* [Task goal]:
Extract each line of the data below that contains the word "black". Matching is case-sensitive.

* [Recorded information]:
[BEGIN]
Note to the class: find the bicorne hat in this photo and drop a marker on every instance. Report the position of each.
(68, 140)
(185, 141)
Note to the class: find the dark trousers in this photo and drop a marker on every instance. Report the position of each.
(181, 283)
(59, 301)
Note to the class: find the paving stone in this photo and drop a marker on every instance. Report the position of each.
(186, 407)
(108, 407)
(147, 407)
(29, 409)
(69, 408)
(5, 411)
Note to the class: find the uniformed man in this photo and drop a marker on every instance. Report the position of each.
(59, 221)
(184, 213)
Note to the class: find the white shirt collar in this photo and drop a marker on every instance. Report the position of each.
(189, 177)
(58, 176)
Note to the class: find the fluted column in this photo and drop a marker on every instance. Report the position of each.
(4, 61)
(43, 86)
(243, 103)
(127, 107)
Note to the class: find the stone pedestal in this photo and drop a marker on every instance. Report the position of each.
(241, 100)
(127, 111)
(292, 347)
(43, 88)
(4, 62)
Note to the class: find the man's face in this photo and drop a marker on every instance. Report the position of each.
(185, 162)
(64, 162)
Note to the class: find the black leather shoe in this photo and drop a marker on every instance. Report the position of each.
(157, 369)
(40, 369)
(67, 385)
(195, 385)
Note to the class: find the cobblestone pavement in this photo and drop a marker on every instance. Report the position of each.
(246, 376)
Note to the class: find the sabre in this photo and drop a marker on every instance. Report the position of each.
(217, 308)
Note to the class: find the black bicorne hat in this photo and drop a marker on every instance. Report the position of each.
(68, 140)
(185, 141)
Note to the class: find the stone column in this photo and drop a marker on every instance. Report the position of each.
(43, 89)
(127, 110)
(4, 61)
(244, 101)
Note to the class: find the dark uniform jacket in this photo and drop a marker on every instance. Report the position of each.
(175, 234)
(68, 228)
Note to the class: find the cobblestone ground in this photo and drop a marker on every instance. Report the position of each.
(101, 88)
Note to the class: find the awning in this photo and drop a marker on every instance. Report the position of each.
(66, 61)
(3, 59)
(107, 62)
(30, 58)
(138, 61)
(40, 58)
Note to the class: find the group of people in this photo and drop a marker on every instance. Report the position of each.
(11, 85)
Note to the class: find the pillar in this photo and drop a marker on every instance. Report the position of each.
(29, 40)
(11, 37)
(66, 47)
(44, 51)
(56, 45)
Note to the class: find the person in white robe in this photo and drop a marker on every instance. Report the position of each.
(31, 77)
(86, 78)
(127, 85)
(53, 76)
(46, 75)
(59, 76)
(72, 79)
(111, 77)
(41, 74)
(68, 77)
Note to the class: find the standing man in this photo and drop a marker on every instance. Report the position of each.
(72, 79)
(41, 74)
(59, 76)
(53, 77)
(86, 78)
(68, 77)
[END]
[BEGIN]
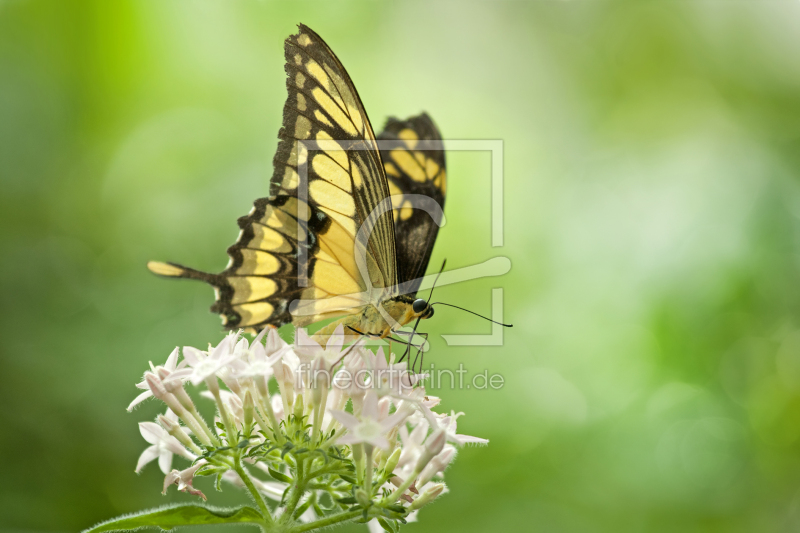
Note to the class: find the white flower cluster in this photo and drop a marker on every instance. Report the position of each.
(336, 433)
[END]
* [Final result]:
Note to the class: find the black leather shoe in this photo and drop a marker on every instance. Report the position of each.
Note to the class: find the black bicorne hat in this photo and drop a marker on every instance. Report the position of each.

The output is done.